> [Excerpted passage]
= Beginning of Section =
The RGD-33 (Ручная Граната Дьяконова образца 33 года) is a Soviet dual use (offensive and defensive) stick grenade developed in 1933.

Designed to replace the RG-14/30 which was an improved World War I vintage design, the RGD-33 proved to be overly complex to operate (especially in the hands of hastily trained conscripts), and too complex to easily produce during the Great Patriotic War. It was replaced in service with a simpler design, the RG-42, though it remained in service with naval infantry units for the remainder of the war.

In the post-war period, despite being obsolete in the USSR, the RGD-33 would continue to see use in Korea and Vietnam.

== Design ==

The grenade replaced the RG-14/30, which was a World War I vintage design with an improved arming system. The RGD-33 is composed of four separate pieces: a cylindrical head containing 85 g of TNT filling, a fragmentation sleeve that was only used when thrown under the protection of a trench or cover, the throwing handle which contains the igniter, and the fuse.

The grenade was distributed to troops in both assembled and disassambled (head separated from the handle) forms; riflemen carried the assembled grenades and fuses separately in a grenade pouch. Each fuse was wrapped separately in paper or cloth and stored in special pockets of the pouch. Before use the fuse is inserted into the grenade head.
= End of Section =
> [Records provided]
= Beginning of Section =
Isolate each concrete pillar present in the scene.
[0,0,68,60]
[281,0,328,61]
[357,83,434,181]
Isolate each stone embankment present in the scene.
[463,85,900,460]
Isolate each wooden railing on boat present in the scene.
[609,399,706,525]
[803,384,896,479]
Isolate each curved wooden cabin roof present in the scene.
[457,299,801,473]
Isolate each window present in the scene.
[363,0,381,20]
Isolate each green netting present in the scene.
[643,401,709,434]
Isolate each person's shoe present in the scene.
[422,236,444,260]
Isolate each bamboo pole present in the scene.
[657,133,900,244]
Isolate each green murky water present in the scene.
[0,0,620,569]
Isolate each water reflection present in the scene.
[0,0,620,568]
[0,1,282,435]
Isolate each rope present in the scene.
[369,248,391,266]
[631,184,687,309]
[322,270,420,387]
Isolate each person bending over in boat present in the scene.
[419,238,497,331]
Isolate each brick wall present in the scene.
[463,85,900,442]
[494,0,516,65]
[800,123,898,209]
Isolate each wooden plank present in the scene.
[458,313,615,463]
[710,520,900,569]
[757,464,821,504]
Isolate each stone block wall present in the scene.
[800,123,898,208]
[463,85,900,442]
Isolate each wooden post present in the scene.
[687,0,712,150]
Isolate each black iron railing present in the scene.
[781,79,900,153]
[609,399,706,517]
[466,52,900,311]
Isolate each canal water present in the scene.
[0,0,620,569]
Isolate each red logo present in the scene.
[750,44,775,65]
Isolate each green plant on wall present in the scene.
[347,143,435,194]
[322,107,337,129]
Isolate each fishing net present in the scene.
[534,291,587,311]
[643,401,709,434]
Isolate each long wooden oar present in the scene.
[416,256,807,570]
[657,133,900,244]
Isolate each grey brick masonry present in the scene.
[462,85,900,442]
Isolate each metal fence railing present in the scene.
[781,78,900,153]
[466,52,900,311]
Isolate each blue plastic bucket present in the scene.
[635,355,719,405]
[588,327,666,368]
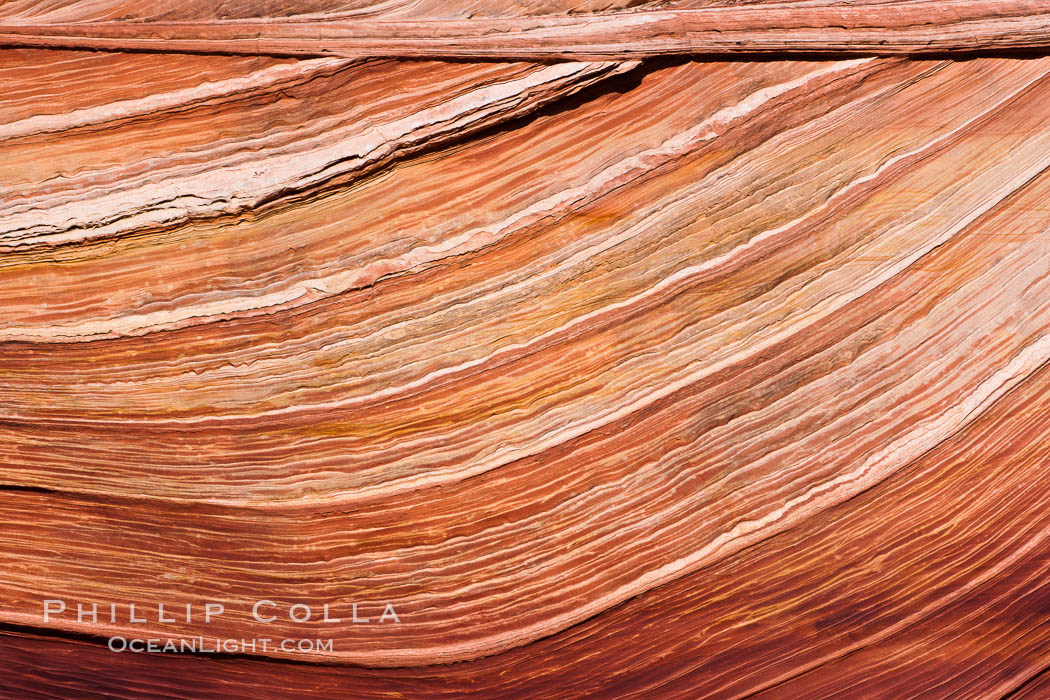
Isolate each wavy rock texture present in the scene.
[0,0,1050,698]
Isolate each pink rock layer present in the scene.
[0,2,1050,698]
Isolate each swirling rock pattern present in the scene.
[0,0,1050,698]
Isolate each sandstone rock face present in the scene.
[0,0,1050,698]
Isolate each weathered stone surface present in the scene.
[0,1,1050,698]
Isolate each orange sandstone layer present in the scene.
[0,0,1050,60]
[6,1,1050,698]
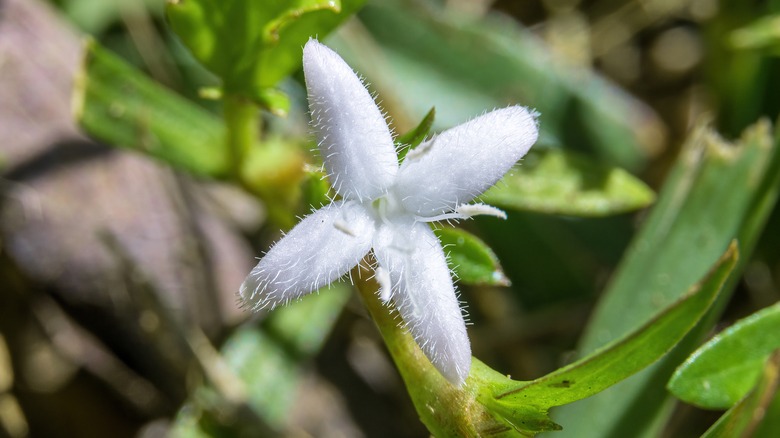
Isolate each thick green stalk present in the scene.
[352,267,514,437]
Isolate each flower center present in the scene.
[371,190,409,223]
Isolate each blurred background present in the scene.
[0,0,780,437]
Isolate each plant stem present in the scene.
[223,95,260,182]
[352,266,495,437]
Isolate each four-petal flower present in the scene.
[240,40,538,386]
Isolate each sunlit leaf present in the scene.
[729,14,780,53]
[173,284,351,437]
[353,244,737,437]
[433,228,509,286]
[481,149,655,216]
[395,108,436,161]
[481,243,737,432]
[702,350,780,438]
[554,121,780,438]
[668,303,780,409]
[73,40,228,176]
[166,0,365,106]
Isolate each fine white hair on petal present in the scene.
[303,40,398,200]
[396,106,539,216]
[374,221,471,386]
[239,201,374,310]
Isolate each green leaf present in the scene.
[702,350,780,438]
[482,243,738,432]
[330,0,663,170]
[166,0,365,105]
[73,40,228,177]
[729,14,780,51]
[173,284,351,437]
[353,244,737,437]
[481,149,655,216]
[667,303,780,409]
[555,121,780,438]
[395,108,436,162]
[433,228,509,286]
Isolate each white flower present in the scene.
[240,40,538,386]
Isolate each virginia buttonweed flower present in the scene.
[240,40,538,386]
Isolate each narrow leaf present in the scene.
[702,350,780,438]
[485,243,738,427]
[73,40,227,177]
[433,228,509,286]
[668,303,780,409]
[555,121,780,438]
[481,150,655,216]
[353,244,737,437]
[172,284,351,437]
[395,107,436,162]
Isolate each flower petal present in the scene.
[396,106,539,216]
[374,221,471,386]
[239,201,374,310]
[303,40,398,199]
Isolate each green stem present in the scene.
[223,95,260,181]
[352,267,496,437]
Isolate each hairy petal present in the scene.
[239,201,374,310]
[303,40,398,199]
[396,106,539,216]
[374,223,471,386]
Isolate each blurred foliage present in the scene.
[668,304,780,409]
[0,0,780,437]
= End of Section =
Copy out the RGD-33 grenade passage in full, word for word, with nothing changed.

> [The completed task]
The RGD-33 (Ручная Граната Дьяконова образца 33 года) is a Soviet dual use (offensive and defensive) stick grenade developed in 1933.

Designed to replace the RG-14/30 which was an improved World War I vintage design, the RGD-33 proved to be overly complex to operate (especially in the hands of hastily trained conscripts), and too complex to easily produce during the Great Patriotic War. It was replaced in service with a simpler design, the RG-42, though it remained in service with naval infantry units for the remainder of the war.

In the post-war period, despite being obsolete in the USSR, the RGD-33 would continue to see use in Korea and Vietnam.

== Design ==

The grenade replaced the RG-14/30, which was a World War I vintage design with an improved arming system. The RGD-33 is composed of four separate pieces: a cylindrical head containing 85 g of TNT filling, a fragmentation sleeve that was only used when thrown under the protection of a trench or cover, the throwing handle which contains the igniter, and the fuse.

The grenade was distributed to troops in both assembled and disassambled (head separated from the handle) forms; riflemen carried the assembled grenades and fuses separately in a grenade pouch. Each fuse was wrapped separately in paper or cloth and stored in special pockets of the pouch. Before use the fuse is inserted into the grenade head.